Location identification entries

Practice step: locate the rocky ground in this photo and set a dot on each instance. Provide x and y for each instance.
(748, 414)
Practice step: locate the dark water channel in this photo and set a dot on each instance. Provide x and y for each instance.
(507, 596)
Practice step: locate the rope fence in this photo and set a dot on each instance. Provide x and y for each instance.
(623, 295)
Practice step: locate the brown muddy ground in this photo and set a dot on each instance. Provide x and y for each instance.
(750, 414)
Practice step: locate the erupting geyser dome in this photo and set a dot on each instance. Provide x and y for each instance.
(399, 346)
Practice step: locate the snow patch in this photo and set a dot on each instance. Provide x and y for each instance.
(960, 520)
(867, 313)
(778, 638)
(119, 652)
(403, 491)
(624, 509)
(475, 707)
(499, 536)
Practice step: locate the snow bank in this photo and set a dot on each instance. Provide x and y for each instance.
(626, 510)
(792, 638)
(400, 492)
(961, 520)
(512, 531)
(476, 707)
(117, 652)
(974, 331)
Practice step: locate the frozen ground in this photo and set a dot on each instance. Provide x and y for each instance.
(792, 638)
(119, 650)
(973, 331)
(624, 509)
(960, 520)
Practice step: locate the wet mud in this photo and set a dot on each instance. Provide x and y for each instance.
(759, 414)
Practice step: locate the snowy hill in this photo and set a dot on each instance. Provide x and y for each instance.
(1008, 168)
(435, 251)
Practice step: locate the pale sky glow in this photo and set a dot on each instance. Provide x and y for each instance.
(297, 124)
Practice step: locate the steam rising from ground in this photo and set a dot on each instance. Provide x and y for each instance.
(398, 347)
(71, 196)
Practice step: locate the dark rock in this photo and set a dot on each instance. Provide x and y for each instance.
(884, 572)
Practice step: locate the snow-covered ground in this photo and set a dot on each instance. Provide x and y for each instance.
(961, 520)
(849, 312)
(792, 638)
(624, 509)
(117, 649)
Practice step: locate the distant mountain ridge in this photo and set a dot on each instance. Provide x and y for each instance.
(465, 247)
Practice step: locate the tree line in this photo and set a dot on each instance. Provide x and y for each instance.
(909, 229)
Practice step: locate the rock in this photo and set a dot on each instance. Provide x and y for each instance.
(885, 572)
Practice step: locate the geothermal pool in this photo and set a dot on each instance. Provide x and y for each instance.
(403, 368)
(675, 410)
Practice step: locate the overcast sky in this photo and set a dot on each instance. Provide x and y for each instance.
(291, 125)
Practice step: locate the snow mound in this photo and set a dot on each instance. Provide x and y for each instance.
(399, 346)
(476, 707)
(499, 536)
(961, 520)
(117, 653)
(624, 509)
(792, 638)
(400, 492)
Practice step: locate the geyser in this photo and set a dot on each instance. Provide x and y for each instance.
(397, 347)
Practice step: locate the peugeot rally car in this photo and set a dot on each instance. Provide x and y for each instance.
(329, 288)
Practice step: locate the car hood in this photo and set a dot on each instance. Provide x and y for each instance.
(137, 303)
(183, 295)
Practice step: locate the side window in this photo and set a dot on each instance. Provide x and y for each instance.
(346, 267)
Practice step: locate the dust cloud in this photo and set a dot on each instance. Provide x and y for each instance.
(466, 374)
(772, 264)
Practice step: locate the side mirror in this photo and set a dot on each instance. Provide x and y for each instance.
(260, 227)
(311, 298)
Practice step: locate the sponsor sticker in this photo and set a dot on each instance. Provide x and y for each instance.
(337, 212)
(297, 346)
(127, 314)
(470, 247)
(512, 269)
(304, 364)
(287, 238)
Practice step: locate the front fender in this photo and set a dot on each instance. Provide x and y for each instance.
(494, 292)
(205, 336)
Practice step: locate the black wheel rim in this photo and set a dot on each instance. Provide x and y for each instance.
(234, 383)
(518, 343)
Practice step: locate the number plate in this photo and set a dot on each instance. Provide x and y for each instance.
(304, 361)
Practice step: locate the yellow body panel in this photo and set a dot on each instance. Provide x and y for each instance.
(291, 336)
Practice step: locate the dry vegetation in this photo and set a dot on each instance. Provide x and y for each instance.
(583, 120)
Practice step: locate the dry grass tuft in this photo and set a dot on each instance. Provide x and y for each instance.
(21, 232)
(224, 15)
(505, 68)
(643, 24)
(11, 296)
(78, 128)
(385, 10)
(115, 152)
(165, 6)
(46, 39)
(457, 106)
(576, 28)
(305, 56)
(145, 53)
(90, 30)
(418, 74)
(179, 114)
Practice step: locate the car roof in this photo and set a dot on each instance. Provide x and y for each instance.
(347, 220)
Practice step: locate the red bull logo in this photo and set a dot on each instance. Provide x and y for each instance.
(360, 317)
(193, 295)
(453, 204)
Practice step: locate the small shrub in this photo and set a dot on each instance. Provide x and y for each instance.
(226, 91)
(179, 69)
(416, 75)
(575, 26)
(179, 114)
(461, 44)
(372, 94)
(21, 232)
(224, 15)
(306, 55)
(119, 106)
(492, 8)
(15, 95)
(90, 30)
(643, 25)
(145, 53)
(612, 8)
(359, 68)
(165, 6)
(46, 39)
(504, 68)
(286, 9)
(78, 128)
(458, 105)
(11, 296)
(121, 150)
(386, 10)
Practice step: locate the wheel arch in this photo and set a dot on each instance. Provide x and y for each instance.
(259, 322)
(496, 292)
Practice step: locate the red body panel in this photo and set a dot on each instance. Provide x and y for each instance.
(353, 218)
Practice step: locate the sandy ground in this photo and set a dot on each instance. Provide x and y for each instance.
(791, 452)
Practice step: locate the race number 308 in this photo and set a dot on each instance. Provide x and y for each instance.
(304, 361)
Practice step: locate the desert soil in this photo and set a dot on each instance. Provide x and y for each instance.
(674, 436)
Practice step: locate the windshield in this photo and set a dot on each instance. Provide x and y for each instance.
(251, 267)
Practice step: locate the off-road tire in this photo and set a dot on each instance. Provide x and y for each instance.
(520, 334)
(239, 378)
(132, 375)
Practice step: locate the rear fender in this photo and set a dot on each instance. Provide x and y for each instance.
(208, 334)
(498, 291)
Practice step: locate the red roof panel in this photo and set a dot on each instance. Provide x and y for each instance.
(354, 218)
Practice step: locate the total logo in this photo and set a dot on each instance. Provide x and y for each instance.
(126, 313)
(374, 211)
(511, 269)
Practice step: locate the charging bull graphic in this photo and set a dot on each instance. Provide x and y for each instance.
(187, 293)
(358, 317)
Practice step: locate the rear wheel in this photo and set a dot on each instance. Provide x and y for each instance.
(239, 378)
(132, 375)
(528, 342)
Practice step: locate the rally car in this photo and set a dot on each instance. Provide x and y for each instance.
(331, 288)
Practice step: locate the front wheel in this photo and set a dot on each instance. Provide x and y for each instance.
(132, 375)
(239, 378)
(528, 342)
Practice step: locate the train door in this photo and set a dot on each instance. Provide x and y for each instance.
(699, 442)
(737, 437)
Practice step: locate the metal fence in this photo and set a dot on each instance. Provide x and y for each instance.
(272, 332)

▶ [PROBLEM REQUIREMENTS]: Copy the entire listing above line for line, changing nothing.

▶ [EXERCISE RESULT]:
Practice step: locate the rocky ground in this photo and set a dot on each instance. Provide x and y for each instance.
(748, 414)
Practice step: locate the dark water channel in this photo and set a dot on each instance. Provide x and y for each instance.
(507, 596)
Practice step: locate the rope fence in this photo and set a dot on each instance. Provide x and y for each instance.
(623, 295)
Practice step: locate the brown muddy ground in this photo and set a dot on each instance. Provide x and y for each instance.
(750, 414)
Practice step: locate the erupting geyser dome in this photo and set a dot on each instance. Provide x and y for each instance.
(399, 346)
Practice step: locate the snow patch in this photo and set a dot on each instance. Provide x and y for each instance.
(960, 520)
(867, 313)
(778, 638)
(119, 652)
(403, 491)
(624, 509)
(475, 707)
(499, 536)
Practice step: locate the snow bank in this photo and set a dot on each instance. Provide x and y for each instance.
(626, 510)
(792, 638)
(400, 492)
(961, 520)
(512, 531)
(476, 707)
(117, 652)
(974, 331)
Practice step: locate the frozen ground in this photo and set a dot on each instance. Provide x and y for each instance.
(792, 638)
(119, 650)
(973, 331)
(624, 509)
(960, 520)
Practice step: locate the wet mud in this photo and set a dot on each instance. Provide x and y for each instance.
(759, 414)
Practice step: locate the snowy hill in this photo and set a dot on each instance. Provide x and y for each instance.
(1008, 168)
(435, 251)
Practice step: locate the pale sky glow in this photo and set a dot on each instance. Provide x and y for each instance.
(297, 124)
Practice step: locate the steam rising from ground in this photo and set a dot on each instance. Provide x and y for each instance.
(398, 347)
(71, 196)
Practice step: locate the dark rock in this photo and set a dot on each instance. Provide x and y for each instance.
(884, 572)
Practice step: locate the snow-covered ground in this photo and set a dot on each instance. Provide x and y for each instance.
(961, 520)
(849, 312)
(792, 638)
(624, 509)
(117, 649)
Practice step: locate the distant mountain ridge in this photo and set a dot on each instance. Provide x and y for each instance.
(465, 247)
Practice step: locate the tree line in this photo and set a dot on each instance. Provide x and y for each instance.
(909, 229)
Practice step: locate the rock in this photo and set a dot on each instance. Provide x and y for each instance.
(885, 572)
Practice step: locate the geothermal pool in this photo and set a dot on each instance. Provide x and y for each instance.
(403, 368)
(675, 410)
Practice step: locate the overcast sky in this photo and set a dot on each instance. Provide x and y for each instance.
(291, 125)
Practice step: locate the snow mound in this photo and set a dot on each instance. Provide x and y for each instance.
(399, 346)
(476, 707)
(499, 536)
(961, 520)
(117, 653)
(624, 509)
(792, 638)
(400, 492)
Practice step: locate the geyser in this photo and set a dot on each instance. Provide x and y for each instance.
(397, 347)
Practice step: locate the peugeot rally car in this photo and set a dot on each instance. Provide x and y for each instance.
(329, 288)
Practice step: locate the car hood in this photo and set a dot on each instance. Provide x and y for each instance.
(137, 303)
(183, 295)
Practice step: locate the side window in this photo and set a dot on each instance. Provide x and y for each instance.
(346, 267)
Practice step: locate the dust cloud in this photo and set a dot on each instance. Provide x and y for each instance.
(466, 374)
(772, 264)
Practice step: locate the side mirror in this photo and set a dot on each instance. Provide x and y for each instance.
(260, 227)
(311, 298)
Practice step: locate the sponsor sticker in this photo and set a dot on each instance. Provide x and y for each instance.
(337, 212)
(297, 346)
(127, 314)
(470, 247)
(512, 269)
(304, 364)
(287, 238)
Practice step: locate the front fender in this photo and set a dot on each instance. Provide x and y for each instance.
(494, 292)
(205, 336)
Practice step: locate the black wheel rim in this photo and set a dot on each instance. Provide x and y for each instance.
(234, 383)
(518, 343)
Practice step: locate the number plate in this photo and set a dot on each instance. Provide x and y for each instance.
(304, 361)
Practice step: locate the yellow body panel in this photo and set a dot on each instance. Provide x and y for each instance.
(291, 336)
Practice step: locate the dry vegetation in this photo and set a dot on each instance. Provide x and y for each instance.
(583, 120)
Practice step: locate the dry grass tuft in this photo and set a dot on each instance. Provide x and y for each instance.
(21, 232)
(224, 15)
(505, 68)
(643, 24)
(11, 296)
(78, 128)
(385, 10)
(115, 152)
(165, 6)
(46, 39)
(457, 106)
(576, 28)
(305, 56)
(145, 53)
(90, 30)
(418, 74)
(179, 114)
Practice step: locate the car roof in this photo and set a dot on each instance. Provide x and y for each instance.
(347, 220)
Practice step: locate the red bull logo in this photo and set a dot on each instance. Provide x and y for each instance.
(360, 317)
(193, 295)
(453, 204)
Practice step: locate the small shrub in this photo and set a dot on each instance. Provide x and y for each instance.
(226, 91)
(179, 69)
(416, 75)
(575, 26)
(179, 114)
(461, 44)
(372, 94)
(21, 232)
(224, 15)
(306, 55)
(119, 106)
(492, 8)
(15, 95)
(90, 30)
(643, 25)
(145, 53)
(612, 8)
(359, 68)
(165, 6)
(46, 39)
(504, 68)
(286, 9)
(78, 128)
(458, 105)
(11, 296)
(121, 150)
(386, 10)
Practice step: locate the wheel arch in this photo and set a dot on each instance. Provide x and y for each instance.
(259, 322)
(496, 292)
Practice step: locate the red body panel in this photo and set a dot on each instance. Provide x and y for each instance.
(353, 218)
Practice step: locate the sandy ground in this photo and set a dot on each instance. Provide x and y for each instance.
(791, 452)
Practice step: locate the race number 308 in this photo and set a dot on each instance. Provide x and y for each instance.
(304, 361)
Practice step: locate the desert soil in this photo and set a dot on each instance. Provide x and y for each instance.
(674, 436)
Practice step: locate the windshield in this photo and set a dot on each instance. Provide x and y for each instance.
(251, 267)
Practice step: locate the off-road tire in this photo and set a dot on each instance. Provide x and y for each instance.
(520, 334)
(239, 378)
(132, 375)
Practice step: locate the rear fender in this photo and set a dot on each instance. Provide x and y for each instance.
(208, 334)
(498, 291)
Practice step: locate the red roof panel in this photo and set a dot on each instance. Provide x and y for each instance.
(354, 218)
Practice step: locate the total logo in this photo and set a dot on each instance. Provide x and y for each instance.
(126, 313)
(374, 211)
(511, 269)
Practice step: locate the charging bull graphic in this photo and set a dot on each instance. Provide x and y for each instance.
(187, 293)
(358, 317)
Practice step: locate the rear wheel in this photo and set a dot on each instance. Provide x and y for each instance.
(239, 378)
(132, 375)
(528, 342)
Practice step: locate the rally car in this photo and set a dot on each instance. Provide x and y for each instance.
(331, 288)
Practice step: locate the front wheel in this photo and set a dot on each instance. Provide x and y for each instance.
(132, 375)
(239, 378)
(528, 342)
Practice step: locate the train door in this photo and set a dot on each instance. Provide x and y for each instance.
(699, 442)
(737, 437)
Practice step: locate the metal fence in this photo and set a dot on each instance. Provide x and y for each instance.
(272, 332)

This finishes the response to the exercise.